▶ [What you are asked to do]:
The response should consist of the records that follow, repeated exactly.

▶ [Source material]:

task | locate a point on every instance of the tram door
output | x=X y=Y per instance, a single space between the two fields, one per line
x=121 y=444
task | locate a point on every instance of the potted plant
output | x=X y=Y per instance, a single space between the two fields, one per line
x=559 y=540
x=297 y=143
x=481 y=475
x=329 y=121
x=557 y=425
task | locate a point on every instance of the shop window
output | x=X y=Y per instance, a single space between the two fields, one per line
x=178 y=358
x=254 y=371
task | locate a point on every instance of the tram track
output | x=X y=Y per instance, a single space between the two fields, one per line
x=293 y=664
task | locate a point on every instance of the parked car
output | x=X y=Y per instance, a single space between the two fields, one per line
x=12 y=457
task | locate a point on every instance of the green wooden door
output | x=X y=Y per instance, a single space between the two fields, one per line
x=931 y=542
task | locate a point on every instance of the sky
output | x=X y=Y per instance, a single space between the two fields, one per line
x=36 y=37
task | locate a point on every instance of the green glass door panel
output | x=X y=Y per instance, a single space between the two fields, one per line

▶ [Solved problem]:
task | locate a point on every instance of the tram door
output | x=X y=Y per instance, a single space between the two fields, one per line
x=121 y=444
task | locate a point on every instance of the potted plant
output | x=X y=Y per instance, a single space between the two fields, one per line
x=559 y=540
x=297 y=143
x=481 y=475
x=329 y=121
x=557 y=425
task | locate a point on every instance of the shop window
output | x=X y=Y per instance, a single space between the two fields, one per line
x=178 y=358
x=254 y=371
task | locate a point on every instance of the tram track
output | x=X y=Y per instance, a single space between the two fields, one per line
x=293 y=664
task | locate a point on every instance of the parked car
output | x=X y=Y per instance, a single space between the two fields, one per line
x=12 y=457
task | locate a point on every instance of the green wooden door
output | x=X y=Y per instance, a single space between the two fields, one per line
x=931 y=542
task | locate a point on every instance of the sky
output | x=X y=Y per instance, a single space between the two fields, one per line
x=36 y=37
task | locate a point on every instance of the green glass door panel
output | x=X y=Y per instance, a single space between the two fields, one per line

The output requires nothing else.